─── PASSAGE ───
The numbers sound promising! Naturally Google had a lot of hardware to throw at their training, but I am willing to bet in local machines (like your 10-core) using ViZDoom is much faster :). I would like to hear when/if you get any results!

alex-petrenko commented 5 years ago

Thanks for the encouragement, definitely will share results!

Side note: it looks like the reward mechanism is behaving weirdly in multiplayer. If I give my agent reward of +1 every tick, e.g. in cig.acs script:

global int 0:reward;

script 2 ENTER
{
    while(1)
    {
        reward += 1.0;
        delay(1);
    }
}

then all of my agents also get the reward for everyone else. E.g. if I have 8 agents in the environment, then every single agent gets +8 reward every tick. I assume this is just how it works because ACS variables are synchronized between all clients, but maybe this should be documented somewhere. Bottom line: standard reward mechanism through ACS script does not work with multiplayer. I will have to look at the game variables in Python code to get my reward for kills, medkit pickups, etc.

Please correct me if I am wrong :)

Miffyli commented 5 years ago

Ah yes, forgot to mention this. Indeed the ACS scripts behave wonky, quite possibly due to reason like you said (it dies the += 1 for each agent etc) :). However for deathmatching you can quite easily implement the reward systems by tracking the variables, and with the label/map buffer you should be able to get most of the information for auxiliary rewards if you want to use them (e.g. is crosshair above enemy).
─── DATASET ───
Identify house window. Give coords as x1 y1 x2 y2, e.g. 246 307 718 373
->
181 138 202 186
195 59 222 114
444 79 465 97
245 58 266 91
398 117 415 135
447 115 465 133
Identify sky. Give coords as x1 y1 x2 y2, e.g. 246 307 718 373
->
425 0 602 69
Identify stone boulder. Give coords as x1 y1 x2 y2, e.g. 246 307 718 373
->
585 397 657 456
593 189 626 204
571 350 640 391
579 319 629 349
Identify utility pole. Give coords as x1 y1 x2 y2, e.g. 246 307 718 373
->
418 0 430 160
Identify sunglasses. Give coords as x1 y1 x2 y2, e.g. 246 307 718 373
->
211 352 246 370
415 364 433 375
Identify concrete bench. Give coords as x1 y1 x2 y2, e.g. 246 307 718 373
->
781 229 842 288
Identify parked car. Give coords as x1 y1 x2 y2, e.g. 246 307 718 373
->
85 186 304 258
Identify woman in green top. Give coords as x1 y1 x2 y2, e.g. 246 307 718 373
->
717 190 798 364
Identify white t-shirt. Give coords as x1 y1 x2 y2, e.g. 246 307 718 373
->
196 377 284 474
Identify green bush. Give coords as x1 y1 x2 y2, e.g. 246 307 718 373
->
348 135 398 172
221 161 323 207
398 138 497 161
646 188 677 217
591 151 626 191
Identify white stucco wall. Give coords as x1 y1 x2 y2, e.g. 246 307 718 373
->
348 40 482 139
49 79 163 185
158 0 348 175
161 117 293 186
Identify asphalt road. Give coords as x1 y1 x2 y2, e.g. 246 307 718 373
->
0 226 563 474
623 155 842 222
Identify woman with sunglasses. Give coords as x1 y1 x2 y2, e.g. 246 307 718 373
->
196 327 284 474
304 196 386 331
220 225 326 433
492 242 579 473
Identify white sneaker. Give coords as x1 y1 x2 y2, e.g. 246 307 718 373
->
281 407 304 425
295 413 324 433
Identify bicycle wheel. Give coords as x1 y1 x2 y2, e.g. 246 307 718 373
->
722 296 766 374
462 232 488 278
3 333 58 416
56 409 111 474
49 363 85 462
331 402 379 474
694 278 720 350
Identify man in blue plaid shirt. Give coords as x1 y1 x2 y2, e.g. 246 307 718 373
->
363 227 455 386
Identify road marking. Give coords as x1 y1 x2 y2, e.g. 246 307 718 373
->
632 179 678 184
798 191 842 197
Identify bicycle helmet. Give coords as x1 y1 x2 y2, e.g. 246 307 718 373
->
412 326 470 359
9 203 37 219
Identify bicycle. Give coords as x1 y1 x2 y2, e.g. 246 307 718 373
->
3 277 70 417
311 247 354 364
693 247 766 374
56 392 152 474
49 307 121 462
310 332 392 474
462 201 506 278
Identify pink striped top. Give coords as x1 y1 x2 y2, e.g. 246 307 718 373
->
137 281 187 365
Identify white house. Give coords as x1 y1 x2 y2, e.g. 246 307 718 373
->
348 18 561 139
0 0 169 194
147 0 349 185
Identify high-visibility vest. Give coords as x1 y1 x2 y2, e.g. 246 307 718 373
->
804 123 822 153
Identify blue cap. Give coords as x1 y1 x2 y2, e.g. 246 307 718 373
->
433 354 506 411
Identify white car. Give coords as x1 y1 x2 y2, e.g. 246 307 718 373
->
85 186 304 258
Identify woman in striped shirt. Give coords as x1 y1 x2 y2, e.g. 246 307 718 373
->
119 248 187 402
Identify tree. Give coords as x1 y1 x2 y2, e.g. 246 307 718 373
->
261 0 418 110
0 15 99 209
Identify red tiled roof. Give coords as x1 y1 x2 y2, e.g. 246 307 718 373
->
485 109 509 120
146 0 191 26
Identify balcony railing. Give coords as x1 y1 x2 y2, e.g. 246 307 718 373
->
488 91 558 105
───
> _EXERCISE SET_:
• A. Repeat the part of the ViZDoom thread between "Side note: it" and "medkit pickups, etc.", inclusive, switching every "tick" to "frame".
• B. For each statement below, say whether it agrees with the ViZDoom thread. Answer yes or no, and quote the deciding words.
(i) The example script gives the agent a reward of +1 every tick.
(ii) With 8 agents in the environment, each agent gets +1 reward every tick.
(iii) Miffyli says deathmatch reward systems cannot be implemented by tracking variables.
• C. In the ViZDoom thread, what will alex-petrenko look at to get the reward for kills and medkit pickups?

> _RESULTS BY TASK_:
• A.
Side note: it looks like the reward mechanism is behaving weirdly in multiplayer. If I give my agent reward of +1 every frame, e.g. in cig.acs script:

global int 0:reward;

script 2 ENTER
{
    while(1)
    {
        reward += 1.0;
        delay(1);
    }
}

then all of my agents also get the reward for everyone else. E.g. if I have 8 agents in the environment, then every single agent gets +8 reward every frame. I assume this is just how it works because ACS variables are synchronized between all clients, but maybe this should be documented somewhere. Bottom line: standard reward mechanism through ACS script does not work with multiplayer. I will have to look at the game variables in Python code to get my reward for kills, medkit pickups, etc.

• B.
(i) Yes: "If I give my agent reward of +1 every tick"
(ii) No: "every single agent gets +8 reward every tick"
(iii) No: "you can quite easily implement the reward systems by tracking the variables"

• C. The game variables in Python code.